[Excerpts of labeled region data]
_ _ _ _ _
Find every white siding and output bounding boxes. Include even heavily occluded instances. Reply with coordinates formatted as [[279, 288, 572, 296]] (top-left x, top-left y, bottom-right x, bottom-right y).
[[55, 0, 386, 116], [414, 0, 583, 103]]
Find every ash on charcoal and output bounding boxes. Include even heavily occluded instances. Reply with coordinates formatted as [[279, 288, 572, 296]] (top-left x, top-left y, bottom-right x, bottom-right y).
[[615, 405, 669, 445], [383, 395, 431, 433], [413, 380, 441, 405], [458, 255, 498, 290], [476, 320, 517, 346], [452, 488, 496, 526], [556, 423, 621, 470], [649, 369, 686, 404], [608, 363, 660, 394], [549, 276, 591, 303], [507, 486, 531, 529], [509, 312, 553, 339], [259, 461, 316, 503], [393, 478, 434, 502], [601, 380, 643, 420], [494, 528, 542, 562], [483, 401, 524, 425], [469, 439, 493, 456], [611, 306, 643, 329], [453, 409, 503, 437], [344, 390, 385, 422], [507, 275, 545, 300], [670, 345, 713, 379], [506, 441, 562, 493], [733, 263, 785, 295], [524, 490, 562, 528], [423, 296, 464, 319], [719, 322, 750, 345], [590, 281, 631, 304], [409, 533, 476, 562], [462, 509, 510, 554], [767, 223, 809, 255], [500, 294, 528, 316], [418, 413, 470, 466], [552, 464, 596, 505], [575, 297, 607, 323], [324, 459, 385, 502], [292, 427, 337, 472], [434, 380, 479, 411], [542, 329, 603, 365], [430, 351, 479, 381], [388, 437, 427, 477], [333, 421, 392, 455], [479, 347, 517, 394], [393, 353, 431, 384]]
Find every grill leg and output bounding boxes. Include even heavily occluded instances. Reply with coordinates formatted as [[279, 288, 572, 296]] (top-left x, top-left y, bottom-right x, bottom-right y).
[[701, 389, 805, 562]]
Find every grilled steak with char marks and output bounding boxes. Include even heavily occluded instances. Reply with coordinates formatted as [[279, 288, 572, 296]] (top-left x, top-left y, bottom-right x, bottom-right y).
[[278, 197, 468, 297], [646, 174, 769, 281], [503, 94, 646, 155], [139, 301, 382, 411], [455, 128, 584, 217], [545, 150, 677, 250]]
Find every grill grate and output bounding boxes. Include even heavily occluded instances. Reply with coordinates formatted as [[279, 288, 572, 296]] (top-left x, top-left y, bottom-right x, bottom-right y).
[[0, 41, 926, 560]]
_ _ _ _ _
▶ _Work to complete_:
Reproduce the lines above verbatim, with no changes.

▶ _Result_:
Find every white siding and output bounding boxes. Include even heavily occluded instances. Reply with coordinates formatted as [[279, 288, 572, 296]] (top-left x, top-left y, bottom-right x, bottom-right y).
[[55, 0, 386, 116], [414, 0, 583, 103]]
Find every ash on charcoal and output bounding boxes. Include even heavily occluded instances. Reply with coordinates formatted as [[279, 288, 572, 296]] (top-left x, top-left y, bottom-right x, bottom-right y).
[[615, 405, 669, 445], [383, 395, 431, 433], [413, 380, 441, 405], [458, 255, 498, 290], [476, 320, 517, 346], [452, 488, 496, 526], [556, 423, 621, 470], [649, 369, 686, 404], [608, 363, 660, 394], [549, 276, 591, 303], [507, 486, 531, 529], [509, 312, 553, 339], [259, 461, 316, 503], [393, 478, 434, 502], [601, 380, 643, 420], [494, 528, 542, 562], [483, 401, 524, 425], [469, 439, 493, 456], [611, 306, 643, 329], [453, 409, 503, 437], [344, 390, 385, 422], [507, 275, 545, 300], [670, 345, 713, 379], [506, 441, 562, 493], [733, 263, 785, 295], [524, 490, 562, 528], [423, 296, 464, 319], [719, 322, 750, 345], [590, 281, 631, 304], [409, 533, 476, 562], [462, 509, 510, 554], [767, 223, 809, 255], [500, 294, 528, 316], [418, 413, 470, 466], [552, 464, 596, 505], [575, 297, 607, 323], [324, 459, 385, 502], [292, 427, 337, 472], [434, 380, 479, 411], [542, 329, 603, 365], [430, 351, 479, 381], [388, 437, 427, 477], [333, 421, 392, 455], [479, 347, 517, 394], [393, 353, 431, 384]]
Find every grill leg and output bounding boxes. Include even heavily occluded instances. Reply with coordinates formatted as [[279, 288, 572, 296]] (top-left x, top-left y, bottom-right x, bottom-right y).
[[701, 389, 805, 562]]
Find every grilled steak with char marks and output bounding boxes. Include even heavily occluded instances. Reply with coordinates formatted as [[279, 288, 572, 296]] (top-left x, top-left y, bottom-right x, bottom-right y).
[[278, 197, 468, 297], [646, 174, 769, 281], [503, 94, 646, 155], [139, 301, 382, 411], [455, 128, 584, 217], [545, 150, 677, 250]]
Find every grill grate and output bounding boxes. Include even heavily occluded instances. Reply with coordinates formatted as [[279, 288, 572, 296]] (top-left x, top-left y, bottom-right x, bottom-right y).
[[0, 41, 926, 560]]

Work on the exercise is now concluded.